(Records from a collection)
*** Block opens ***
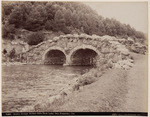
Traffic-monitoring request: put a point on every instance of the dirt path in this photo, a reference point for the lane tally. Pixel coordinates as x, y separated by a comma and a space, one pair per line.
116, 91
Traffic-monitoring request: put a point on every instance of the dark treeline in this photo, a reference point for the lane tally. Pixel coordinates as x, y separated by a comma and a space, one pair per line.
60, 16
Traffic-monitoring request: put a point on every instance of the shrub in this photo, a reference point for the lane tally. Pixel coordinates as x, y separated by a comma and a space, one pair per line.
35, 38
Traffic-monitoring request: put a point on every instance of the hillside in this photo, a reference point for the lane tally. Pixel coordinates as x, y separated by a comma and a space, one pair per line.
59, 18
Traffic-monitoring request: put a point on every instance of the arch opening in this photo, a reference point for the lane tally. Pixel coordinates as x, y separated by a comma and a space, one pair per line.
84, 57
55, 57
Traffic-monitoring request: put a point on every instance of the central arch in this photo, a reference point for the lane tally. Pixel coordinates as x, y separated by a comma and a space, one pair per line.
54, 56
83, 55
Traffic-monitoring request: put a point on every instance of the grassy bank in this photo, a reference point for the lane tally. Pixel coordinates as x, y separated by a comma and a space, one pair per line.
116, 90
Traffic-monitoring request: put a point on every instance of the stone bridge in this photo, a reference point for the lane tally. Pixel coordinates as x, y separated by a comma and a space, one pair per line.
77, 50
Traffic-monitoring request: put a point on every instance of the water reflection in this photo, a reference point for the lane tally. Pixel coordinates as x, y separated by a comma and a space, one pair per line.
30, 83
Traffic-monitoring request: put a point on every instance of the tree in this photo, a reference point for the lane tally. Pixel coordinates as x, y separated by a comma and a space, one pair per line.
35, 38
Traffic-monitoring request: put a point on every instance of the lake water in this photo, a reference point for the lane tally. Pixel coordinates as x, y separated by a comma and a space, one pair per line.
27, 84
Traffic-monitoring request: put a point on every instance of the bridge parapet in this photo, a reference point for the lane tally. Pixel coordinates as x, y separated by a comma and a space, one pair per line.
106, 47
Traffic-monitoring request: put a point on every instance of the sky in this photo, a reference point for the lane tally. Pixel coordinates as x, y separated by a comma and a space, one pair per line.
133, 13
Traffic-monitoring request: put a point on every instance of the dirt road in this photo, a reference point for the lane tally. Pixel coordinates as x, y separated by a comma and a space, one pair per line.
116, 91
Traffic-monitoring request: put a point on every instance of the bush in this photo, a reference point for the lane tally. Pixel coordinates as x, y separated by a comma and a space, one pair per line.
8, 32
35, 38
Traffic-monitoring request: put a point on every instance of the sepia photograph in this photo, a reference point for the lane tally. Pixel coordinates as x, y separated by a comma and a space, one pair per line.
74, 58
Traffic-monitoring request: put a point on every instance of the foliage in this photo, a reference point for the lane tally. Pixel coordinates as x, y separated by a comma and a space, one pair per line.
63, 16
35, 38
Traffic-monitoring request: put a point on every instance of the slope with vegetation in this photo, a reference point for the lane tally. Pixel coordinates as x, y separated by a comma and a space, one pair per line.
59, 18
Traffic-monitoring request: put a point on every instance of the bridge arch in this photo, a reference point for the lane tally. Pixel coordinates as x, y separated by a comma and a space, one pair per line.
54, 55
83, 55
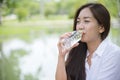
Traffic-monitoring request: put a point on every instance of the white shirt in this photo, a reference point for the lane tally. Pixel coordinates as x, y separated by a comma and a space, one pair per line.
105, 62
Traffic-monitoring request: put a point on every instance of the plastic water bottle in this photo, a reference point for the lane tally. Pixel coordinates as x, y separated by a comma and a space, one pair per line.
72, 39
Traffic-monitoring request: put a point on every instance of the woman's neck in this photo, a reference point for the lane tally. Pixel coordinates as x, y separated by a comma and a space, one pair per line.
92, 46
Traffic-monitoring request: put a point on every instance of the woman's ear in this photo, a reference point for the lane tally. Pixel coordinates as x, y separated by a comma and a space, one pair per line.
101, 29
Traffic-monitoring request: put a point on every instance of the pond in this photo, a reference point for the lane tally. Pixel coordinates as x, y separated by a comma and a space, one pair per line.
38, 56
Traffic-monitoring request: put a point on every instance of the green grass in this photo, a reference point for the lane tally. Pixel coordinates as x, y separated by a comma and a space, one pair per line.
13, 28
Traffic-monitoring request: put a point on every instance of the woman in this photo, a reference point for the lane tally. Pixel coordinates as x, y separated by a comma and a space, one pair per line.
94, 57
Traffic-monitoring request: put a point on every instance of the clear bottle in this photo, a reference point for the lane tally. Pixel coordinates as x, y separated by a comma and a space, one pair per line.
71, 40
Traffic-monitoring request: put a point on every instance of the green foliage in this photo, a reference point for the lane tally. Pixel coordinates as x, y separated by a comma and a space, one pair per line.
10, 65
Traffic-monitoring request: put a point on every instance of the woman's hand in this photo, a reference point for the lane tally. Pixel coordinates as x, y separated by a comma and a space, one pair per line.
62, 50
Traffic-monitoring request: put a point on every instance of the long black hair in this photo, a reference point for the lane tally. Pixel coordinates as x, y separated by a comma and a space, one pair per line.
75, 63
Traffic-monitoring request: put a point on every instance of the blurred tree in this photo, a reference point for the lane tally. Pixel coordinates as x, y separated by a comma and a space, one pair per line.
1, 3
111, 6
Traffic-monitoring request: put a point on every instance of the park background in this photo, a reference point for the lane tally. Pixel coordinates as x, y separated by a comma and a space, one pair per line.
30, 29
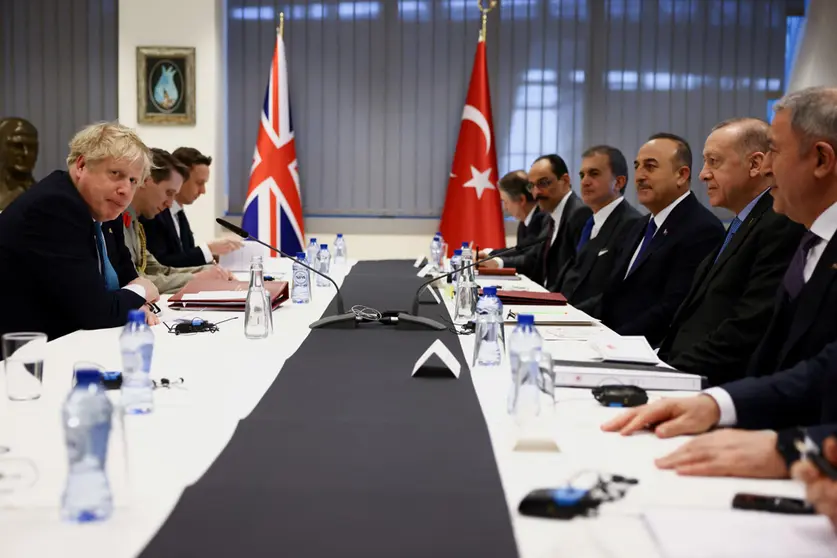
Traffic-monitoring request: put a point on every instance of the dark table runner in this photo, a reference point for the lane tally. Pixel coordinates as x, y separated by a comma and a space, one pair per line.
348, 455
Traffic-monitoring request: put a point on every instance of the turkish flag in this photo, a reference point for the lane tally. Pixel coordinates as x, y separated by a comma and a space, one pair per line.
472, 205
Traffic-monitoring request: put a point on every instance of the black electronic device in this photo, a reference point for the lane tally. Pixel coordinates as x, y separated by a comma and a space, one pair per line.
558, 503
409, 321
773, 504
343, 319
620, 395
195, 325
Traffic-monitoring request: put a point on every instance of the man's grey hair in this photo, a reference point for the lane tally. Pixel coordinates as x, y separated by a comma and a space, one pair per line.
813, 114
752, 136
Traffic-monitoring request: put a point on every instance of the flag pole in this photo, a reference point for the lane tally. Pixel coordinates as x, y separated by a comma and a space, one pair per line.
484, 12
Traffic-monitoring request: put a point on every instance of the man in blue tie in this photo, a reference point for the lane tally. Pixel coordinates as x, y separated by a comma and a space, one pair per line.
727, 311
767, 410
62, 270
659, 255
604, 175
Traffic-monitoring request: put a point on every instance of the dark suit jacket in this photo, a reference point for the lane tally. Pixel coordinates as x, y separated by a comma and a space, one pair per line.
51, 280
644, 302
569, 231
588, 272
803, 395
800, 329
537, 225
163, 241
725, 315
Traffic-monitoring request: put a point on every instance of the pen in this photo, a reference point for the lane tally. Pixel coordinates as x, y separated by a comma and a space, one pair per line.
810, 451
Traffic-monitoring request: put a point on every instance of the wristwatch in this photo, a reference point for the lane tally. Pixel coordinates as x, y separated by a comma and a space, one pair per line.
*** Block closes ***
REQUIREMENT: Copy out the preceding entries without a single change, leaving out the pictures.

FINISHED EXERCISE:
Traffic-monitoring request: put a point on every instance of the dirt path in this photo, a reference point for the lane tally. Pixel coordinates as x, y separated by a comma and a space, one pair per line.
116, 91
Traffic-monitoring request: put a point on every instance of the dark treeline in this photo, a reference point for the lane tally. Pixel coordinates as x, y separated by a comma and a space, one pair per line.
60, 16
Traffic-monitoring request: put a point on every instance of the shrub in this photo, a reference point for the lane tally. Pixel coordinates as x, y separated by a comma and a space, one pair per line.
35, 38
Traffic-monitoring request: put a point on every instance of the hillside in this photo, a reference point for the lane tally. Pixel coordinates as x, y separated by a comma and a space, one pair per line.
59, 18
Traffic-monitoring request: put a point on every instance of the arch opening in this photo, a reference point for the lane tally. Pixel coordinates as x, y separated by a comma and a space, one pair per line.
84, 57
55, 57
Traffic-monitoring request: put a point on every instance of the central arch in this photo, a reference point for the lane tally. Pixel coordinates as x, y separated by a comma and a space, one pair per line.
54, 56
83, 55
Traffic-monitoring request: put a point on every instance of the grassy bank in this photo, a reference point for the lane tally. Pixel coordinates as x, y separated by a comma and a space, one pair per line.
116, 90
Traffic-monitoring request: put a point on every instance of the stone bridge in this photo, a reference point for the lane tally. Pixel coordinates as x, y separated by a comma and a space, one pair per line.
77, 50
Traffic-monitoring request: put a point on every instance of the water reflection in this photo, a reference point for the lane tally. Pixel coordinates as x, y separated by a comma and a space, one pair per line.
30, 83
Traffic-monitoring request: put a point on every instance of the tree in this photo, a reference point for the lane tally. Pixel coordinates as x, y separated by a comma and a space, one pair per line.
35, 38
Traffic-monitoring request: put a point on every instance of the lake water in this photo, a reference point for the lane tally. Pixel coordinates as x, y separated by a comma and a space, one pair per line.
27, 84
Traffic-monitoring request: put a point on every instance of the bridge parapet in this photo, a reference point for the lane tally. Pixel coordinates as x, y separated by a comma and a space, one pair per line.
106, 47
Traffic-monitoring request: put a point on every instance of the sky in this photo, a reference point for the lane tally. Pixel coordinates as x, y separated by a comma and a space, one pair per line.
133, 13
Traffic-monitoring request: put a point on every instance of the dirt road in this photo, a reference point for the lane tally. Pixel coordinates as x, y separated by a comma and a space, one pair per line.
116, 91
Traffic-monitoring request: put a point on every instance of the bush in this photo, a reference point for the lane tally. Pixel coordinates as x, y separated by a comma and a space, one pair per line.
8, 32
35, 38
Traffic-monitoring request: put a point on every instance of the sepia photograph in this photo, a reference point for the lane tally. Pixel coordinates as x, y separated by a comma and a space, one pair per line.
74, 58
Traffic-monitoring request: put a point on every instance of the foliage in this photo, a reference point for the lane tally. Pixel coordinates as x, y separated by a comma and a space, one pair per line.
63, 16
35, 38
Traffic-monitoring request: put a point on every instance of the slope with vegetation in this photo, a reference point for the lane tally. Pixel coordinates as x, y separated by a comma and a space, one pair per line.
59, 18
Traffic-monitoring request: put a point on every instance of the bridge arch in this photo, a reference point for the lane tally. Pixel coordinates as x, y separated by a comma and a space, one pair per line.
54, 55
83, 55
Traffic-monitoring request: put a point on every instance of the white shirt in this photo, a reference point for the lane tally. Pixel coordinates as x, y separated by a comma and a space, one pair per line.
105, 62
Traffic-monitoring request: put a point on every instance of the plastic water bottle in this photo, a reference point for the lane tally. Pixel coordinates as x, y separated by a comma and a space, one pair per line.
72, 39
Traffic-monitoring request: put a point on every instance of the woman's neck in this photo, a reference point for the lane tally. Pixel coordinates as x, y separated by a comma and a space, one pair per line.
92, 46
Traffic-monitoring request: put a point on every instance of the woman's ear in this photo, a reference point for the lane tally. Pixel coordinates as x, y separated by a comma and a space, one pair per line.
101, 29
Traffic-monitoring request: put a point on every instance of the pond in this photo, a reference point for the lane tally. Pixel coordinates as x, y separated by a comma and a space, one pair per line.
38, 56
Traffic-monitoring request: put a point on every instance of the green grass in this photo, a reference point for the lane tally. Pixel coordinates as x, y separated by a comma and a space, one pair per line.
13, 28
Traffic-monitoring request: put a point on every instance of the woman in this photo, a reference point for the lane tally. Pixel coordinates as x, y separated by a comma and a space, one pair per line.
94, 57
Traffic-monitoring request: put a point on every instance of the clear bottle in this photo, a reference point for the lane tally. Pixel coordinates as x, y separated by a comma and a space, one pair per line.
71, 40
Traffic-monitoring request: put a point on every instance of the green foliage in this photo, a reference point for the lane tally. Pixel coordinates as x, y separated by a comma and a space, one pair per line.
10, 65
Traffic-monitoring request: put a point on every instance of the woman's hand in this photo, a reference point for the lane tally. Pixel coordinates as x, y separated by a comma and a space, one pair per line.
62, 50
Traffic-monitoring request: put a point on every instance of the long black hair in this photo, a reference point for the lane tally. Pixel coordinates as x, y separated by a comma and a space, one pair per line.
75, 63
Traffic-monitoring request: put a point on every instance of the blurred tree in this photo, a reference point for the lane tally. Pixel coordinates as x, y separated by a comma and a space, one pair per line.
1, 3
111, 6
Traffic-monitoring request: put a point on every instance of the park background in this photo, a reference point for the lane tally. Pixel coordinates as x, y separated by a comma and a space, one pair per line.
30, 29
Traffic-monitoring request: put a point on every instance of the dark table runner in this photo, a reference point for the lane tally. Pixel coordinates as x, y separated by a comma and a space, one pair per line.
348, 455
Traffic-monitoring request: put a point on every instance of the turkish flag in this photo, a reference point for the lane tally. Pixel coordinates as x, y separated by a comma and a space, one pair per line.
472, 205
Traffic-monitoring request: put a point on every instance of the black electronic device in this photo, a reference point for the lane tally. Pixel coordinates as x, y separated by a comma and a space, one pair per line.
558, 503
409, 321
773, 504
343, 319
620, 395
195, 325
Traffic-monitoring request: put a point on every instance of the man's grey hair in this photo, a reference point for the lane tally. Pixel coordinates as x, y separated by a comma and a space, one pair per line.
813, 114
752, 136
Traffic-monitoring request: put a point on every instance of the flag pole in this photo, a reference point for the lane tally. Pixel coordinates as x, y separated by a comma and a space, one pair per line.
484, 12
Traffic-monitoring request: put a point on every instance of the man in blue tie in this photo, a reference point for the lane tally. Pixel coordinates as x, y separated by a comma and a space, one pair per line.
727, 311
767, 410
62, 270
659, 255
604, 175
Traffic-monitoring request: put a point on every instance of the dark suit jacket in this photo, a reference point for the lane tally. Pixel coordinates as x, y separated by a comma and a space, one pair per line.
51, 280
644, 302
569, 231
588, 272
803, 395
800, 329
537, 225
163, 241
725, 315
Traffic-monitoring request: put a point on every instance of the pen in this photo, a reference point for the lane tally. Pixel coordinates as x, y separated by a comma and a space, one pair per line.
810, 451
Traffic-monitoring request: put a point on every instance of the wristwatch in this photo, a reference point for the lane tally. Pixel coordinates as x, y separated by a comma and a space, one pair per line.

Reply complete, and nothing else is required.